━━ PROVIDED MATERIAL
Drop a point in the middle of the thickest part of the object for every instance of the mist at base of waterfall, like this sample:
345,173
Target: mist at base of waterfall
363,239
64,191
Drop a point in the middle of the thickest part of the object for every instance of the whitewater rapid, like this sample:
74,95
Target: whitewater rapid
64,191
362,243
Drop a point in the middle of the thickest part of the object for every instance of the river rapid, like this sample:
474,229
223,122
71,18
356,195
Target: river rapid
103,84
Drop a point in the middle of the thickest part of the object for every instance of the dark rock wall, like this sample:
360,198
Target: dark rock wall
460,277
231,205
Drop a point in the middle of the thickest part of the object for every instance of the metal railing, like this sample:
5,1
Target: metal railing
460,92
━━━━
▶ WORK REQUIRED
Please copy the entries above line for line, leaving every character unchanged.

▶ OUTPUT FOR THIS EXERCISE
Drop a point in the middle of the thickest part of the object for every instance of the mist at base of waterfall, like this sample:
345,173
Target: mist at base of waterfall
363,239
64,191
Drop a point in the middle of the thickest part of the object for every instance of the whitewater rapid, like this sample:
74,95
Target: whitewater rapid
64,191
362,243
Drop a point in the middle of the thickest part of the object for every instance of the river rapid, like this sample:
474,229
223,122
71,18
356,195
Target: river rapid
103,84
Drop a point in the middle of the thickest part of the object for every instance of the dark rock wall, like this sample:
360,198
Target: dark rock wall
460,277
231,205
Drop a point in the middle of the thickest part of the object for every instance of the metal railing, like this sample:
5,1
Target: metal railing
460,92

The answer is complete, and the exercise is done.